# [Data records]

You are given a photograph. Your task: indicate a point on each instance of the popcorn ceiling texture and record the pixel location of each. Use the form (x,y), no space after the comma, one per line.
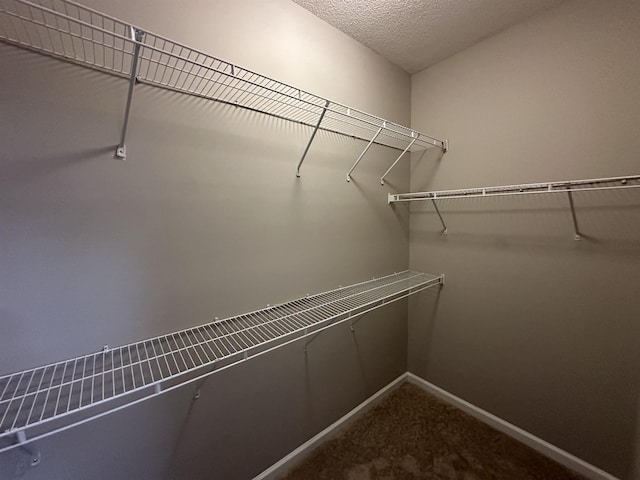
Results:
(415,34)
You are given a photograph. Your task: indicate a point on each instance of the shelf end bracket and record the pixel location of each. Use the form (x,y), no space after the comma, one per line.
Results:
(313,135)
(137,36)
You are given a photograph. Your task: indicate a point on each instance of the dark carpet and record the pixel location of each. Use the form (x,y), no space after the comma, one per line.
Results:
(413,435)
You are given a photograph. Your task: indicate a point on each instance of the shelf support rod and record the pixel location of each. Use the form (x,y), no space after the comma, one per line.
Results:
(136,35)
(34,455)
(444,226)
(576,229)
(365,151)
(313,135)
(398,159)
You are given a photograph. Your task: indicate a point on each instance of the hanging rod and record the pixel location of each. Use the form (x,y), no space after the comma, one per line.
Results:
(568,186)
(41,401)
(69,31)
(611,183)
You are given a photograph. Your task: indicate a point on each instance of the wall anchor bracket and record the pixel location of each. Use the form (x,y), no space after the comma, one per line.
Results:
(313,135)
(34,455)
(399,157)
(373,139)
(576,229)
(444,226)
(137,36)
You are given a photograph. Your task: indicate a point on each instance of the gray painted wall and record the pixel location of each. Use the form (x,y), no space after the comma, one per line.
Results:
(533,326)
(205,218)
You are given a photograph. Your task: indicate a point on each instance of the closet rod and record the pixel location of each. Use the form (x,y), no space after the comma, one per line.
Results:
(568,186)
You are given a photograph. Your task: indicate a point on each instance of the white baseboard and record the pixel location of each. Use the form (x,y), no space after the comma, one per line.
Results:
(545,448)
(299,454)
(572,462)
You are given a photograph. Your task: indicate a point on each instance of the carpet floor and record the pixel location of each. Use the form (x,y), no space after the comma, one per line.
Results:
(413,435)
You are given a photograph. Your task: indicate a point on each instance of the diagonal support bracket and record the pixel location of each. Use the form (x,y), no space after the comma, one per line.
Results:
(398,159)
(313,135)
(34,455)
(576,229)
(137,36)
(444,226)
(384,124)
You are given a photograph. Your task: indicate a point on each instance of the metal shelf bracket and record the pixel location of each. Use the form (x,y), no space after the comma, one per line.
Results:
(415,137)
(373,139)
(313,135)
(137,36)
(34,455)
(576,229)
(444,226)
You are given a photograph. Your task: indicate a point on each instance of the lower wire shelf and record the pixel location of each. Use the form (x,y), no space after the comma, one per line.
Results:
(45,400)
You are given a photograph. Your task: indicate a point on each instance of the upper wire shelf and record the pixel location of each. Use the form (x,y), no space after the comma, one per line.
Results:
(38,402)
(70,31)
(568,186)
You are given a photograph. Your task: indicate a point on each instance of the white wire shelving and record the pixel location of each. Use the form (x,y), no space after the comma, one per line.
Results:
(39,402)
(72,32)
(568,186)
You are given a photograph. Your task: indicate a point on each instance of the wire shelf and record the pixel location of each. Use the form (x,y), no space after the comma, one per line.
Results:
(35,401)
(568,186)
(70,31)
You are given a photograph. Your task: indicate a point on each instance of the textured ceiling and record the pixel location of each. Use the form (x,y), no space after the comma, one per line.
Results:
(414,34)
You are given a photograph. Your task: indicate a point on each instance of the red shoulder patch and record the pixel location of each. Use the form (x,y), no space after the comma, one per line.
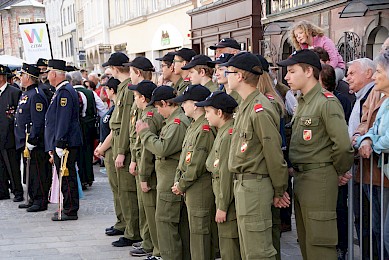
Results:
(328,94)
(258,108)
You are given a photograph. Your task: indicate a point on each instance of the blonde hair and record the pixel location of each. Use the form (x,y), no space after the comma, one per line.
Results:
(309,28)
(266,86)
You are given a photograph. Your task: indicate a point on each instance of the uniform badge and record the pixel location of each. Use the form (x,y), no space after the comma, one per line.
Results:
(216,163)
(188,157)
(307,135)
(63,102)
(39,107)
(308,122)
(243,148)
(258,107)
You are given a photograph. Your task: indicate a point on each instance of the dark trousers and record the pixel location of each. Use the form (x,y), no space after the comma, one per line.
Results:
(69,183)
(15,180)
(342,213)
(39,177)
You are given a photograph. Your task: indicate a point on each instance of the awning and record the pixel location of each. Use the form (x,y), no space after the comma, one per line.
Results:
(276,28)
(358,8)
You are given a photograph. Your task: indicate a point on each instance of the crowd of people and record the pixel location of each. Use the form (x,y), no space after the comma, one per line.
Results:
(201,161)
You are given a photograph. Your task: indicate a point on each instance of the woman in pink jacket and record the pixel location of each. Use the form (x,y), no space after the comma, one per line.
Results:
(305,35)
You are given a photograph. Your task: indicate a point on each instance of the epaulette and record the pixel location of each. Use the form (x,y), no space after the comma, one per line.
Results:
(258,108)
(270,97)
(328,94)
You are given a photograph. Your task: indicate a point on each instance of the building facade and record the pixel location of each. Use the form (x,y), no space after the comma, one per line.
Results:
(10,17)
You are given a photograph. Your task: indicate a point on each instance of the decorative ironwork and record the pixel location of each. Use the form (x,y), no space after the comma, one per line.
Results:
(348,46)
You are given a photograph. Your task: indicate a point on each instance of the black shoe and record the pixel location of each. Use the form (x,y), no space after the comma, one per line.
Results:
(114,232)
(140,252)
(18,198)
(108,229)
(64,217)
(124,242)
(36,208)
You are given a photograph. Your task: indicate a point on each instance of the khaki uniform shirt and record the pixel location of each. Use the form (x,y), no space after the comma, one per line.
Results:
(217,163)
(120,119)
(319,131)
(195,149)
(146,161)
(256,142)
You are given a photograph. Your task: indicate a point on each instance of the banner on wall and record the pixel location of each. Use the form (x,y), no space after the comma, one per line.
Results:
(36,41)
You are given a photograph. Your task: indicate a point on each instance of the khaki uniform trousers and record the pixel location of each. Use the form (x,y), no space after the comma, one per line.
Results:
(200,203)
(113,182)
(147,244)
(127,195)
(253,200)
(316,193)
(171,215)
(227,231)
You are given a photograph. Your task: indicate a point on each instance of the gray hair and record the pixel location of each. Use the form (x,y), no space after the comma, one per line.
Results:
(76,78)
(383,60)
(366,64)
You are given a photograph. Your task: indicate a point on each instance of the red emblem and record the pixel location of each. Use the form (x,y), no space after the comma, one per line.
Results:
(328,94)
(307,135)
(258,107)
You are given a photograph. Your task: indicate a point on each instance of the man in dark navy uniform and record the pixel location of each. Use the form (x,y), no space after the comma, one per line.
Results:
(63,131)
(9,165)
(30,114)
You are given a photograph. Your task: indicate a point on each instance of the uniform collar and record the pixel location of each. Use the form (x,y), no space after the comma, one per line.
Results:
(309,96)
(2,89)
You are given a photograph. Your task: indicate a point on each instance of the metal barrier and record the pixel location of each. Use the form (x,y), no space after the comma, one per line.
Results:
(351,254)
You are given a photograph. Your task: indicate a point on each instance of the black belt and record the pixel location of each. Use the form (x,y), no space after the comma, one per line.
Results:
(250,176)
(309,166)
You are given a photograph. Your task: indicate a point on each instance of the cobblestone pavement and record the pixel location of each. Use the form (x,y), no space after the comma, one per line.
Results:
(34,236)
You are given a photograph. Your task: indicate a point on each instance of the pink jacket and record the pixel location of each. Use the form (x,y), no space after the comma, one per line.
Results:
(336,61)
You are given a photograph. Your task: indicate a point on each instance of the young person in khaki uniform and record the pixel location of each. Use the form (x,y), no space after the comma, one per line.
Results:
(181,58)
(146,159)
(140,69)
(120,124)
(219,109)
(200,72)
(192,178)
(256,159)
(321,154)
(171,217)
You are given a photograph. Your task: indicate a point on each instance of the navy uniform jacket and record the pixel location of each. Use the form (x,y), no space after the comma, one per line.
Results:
(8,103)
(31,110)
(62,126)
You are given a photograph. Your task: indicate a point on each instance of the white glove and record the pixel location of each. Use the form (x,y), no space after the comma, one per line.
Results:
(59,152)
(30,146)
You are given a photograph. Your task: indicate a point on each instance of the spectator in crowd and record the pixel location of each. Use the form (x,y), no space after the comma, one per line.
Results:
(306,35)
(226,45)
(376,140)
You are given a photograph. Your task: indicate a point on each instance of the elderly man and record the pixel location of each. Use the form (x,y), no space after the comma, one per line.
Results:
(63,132)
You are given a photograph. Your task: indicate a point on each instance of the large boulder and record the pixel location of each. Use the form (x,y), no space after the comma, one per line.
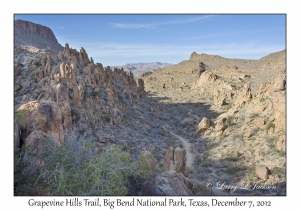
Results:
(175,180)
(259,122)
(171,184)
(222,124)
(176,160)
(44,116)
(17,70)
(152,161)
(281,143)
(59,94)
(262,172)
(204,125)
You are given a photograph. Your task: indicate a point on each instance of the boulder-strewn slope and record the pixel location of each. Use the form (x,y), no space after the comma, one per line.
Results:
(35,36)
(246,140)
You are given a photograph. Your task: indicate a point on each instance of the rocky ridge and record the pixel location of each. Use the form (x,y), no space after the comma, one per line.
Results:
(224,117)
(35,37)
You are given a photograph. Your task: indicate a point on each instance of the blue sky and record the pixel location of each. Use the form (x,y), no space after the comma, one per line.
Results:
(119,39)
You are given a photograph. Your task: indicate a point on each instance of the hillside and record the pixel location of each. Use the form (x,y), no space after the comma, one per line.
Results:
(35,36)
(169,133)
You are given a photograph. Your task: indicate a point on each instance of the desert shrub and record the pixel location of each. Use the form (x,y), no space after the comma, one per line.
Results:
(235,169)
(229,106)
(254,115)
(76,169)
(94,93)
(270,125)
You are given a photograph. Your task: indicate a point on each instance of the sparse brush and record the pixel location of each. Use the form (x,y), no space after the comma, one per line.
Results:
(270,125)
(76,169)
(229,106)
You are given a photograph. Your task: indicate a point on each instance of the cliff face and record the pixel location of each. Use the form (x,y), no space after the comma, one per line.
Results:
(35,35)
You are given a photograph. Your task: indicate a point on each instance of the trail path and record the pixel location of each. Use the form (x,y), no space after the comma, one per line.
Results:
(188,147)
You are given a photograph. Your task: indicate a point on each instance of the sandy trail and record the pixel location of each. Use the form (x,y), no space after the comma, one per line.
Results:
(188,147)
(190,112)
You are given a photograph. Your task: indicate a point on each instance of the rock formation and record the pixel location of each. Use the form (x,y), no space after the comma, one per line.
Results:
(30,34)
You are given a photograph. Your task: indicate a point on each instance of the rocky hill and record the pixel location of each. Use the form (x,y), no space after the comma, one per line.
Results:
(208,119)
(35,36)
(138,69)
(237,109)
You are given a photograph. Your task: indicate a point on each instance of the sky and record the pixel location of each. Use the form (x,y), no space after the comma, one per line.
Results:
(115,40)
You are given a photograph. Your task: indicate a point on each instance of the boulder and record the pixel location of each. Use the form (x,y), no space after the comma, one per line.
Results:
(152,161)
(204,125)
(44,116)
(171,184)
(281,143)
(262,172)
(17,71)
(259,122)
(222,124)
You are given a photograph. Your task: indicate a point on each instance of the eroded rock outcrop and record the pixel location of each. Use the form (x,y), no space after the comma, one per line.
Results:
(204,125)
(175,180)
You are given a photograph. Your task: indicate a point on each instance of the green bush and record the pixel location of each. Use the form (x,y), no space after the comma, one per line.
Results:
(76,168)
(270,125)
(229,106)
(94,93)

# [Task statement]
Reproduce exactly, with nothing added, the lines from the one that contains "of the sandy" to the end of the data.

# [Complete response]
You are given a photograph. Your task: indicate a point on each instance of the sandy trail and record the pixel location of each. Use the form (x,y), no space after the comma, one per line.
Results:
(188,147)
(190,112)
You are given a photograph. Your task: indicate a point on each instance of the rock formation and record the pixel location of each. Use the form (x,y), no space after the comma, one per line.
Results:
(30,34)
You are given a photograph. Your task: indicate a point on each instance of the rocky hill and record the pixel location of each. Use the form (x,y), no space after the comma, one per line.
Results:
(208,119)
(35,36)
(138,69)
(237,109)
You are given a photograph. Your task: indicate a point on each instance of the sky and record the pixel location of each. Use the form (x,y), no space after the comma, one per line.
Results:
(115,40)
You are given a photograph. Your task: indicate a point on each instance of the boulder and record the pixel location of each. Use the form (x,y), no space after the comma, one per line.
Results:
(152,161)
(204,125)
(44,116)
(171,184)
(281,143)
(262,172)
(17,71)
(259,122)
(222,124)
You are given a photograph. Your task: indicate a point on each instance of the eroded rock outcrop and record the pixel location of each. Use the form (x,y), no space after the comma, one per line.
Results:
(204,125)
(175,180)
You are given a photograph. Your task: indicate a point on each instance of the green bush and record the pixel location of each. Use the form (x,y), no space after the comma, one per line.
Results:
(76,168)
(270,125)
(229,106)
(94,93)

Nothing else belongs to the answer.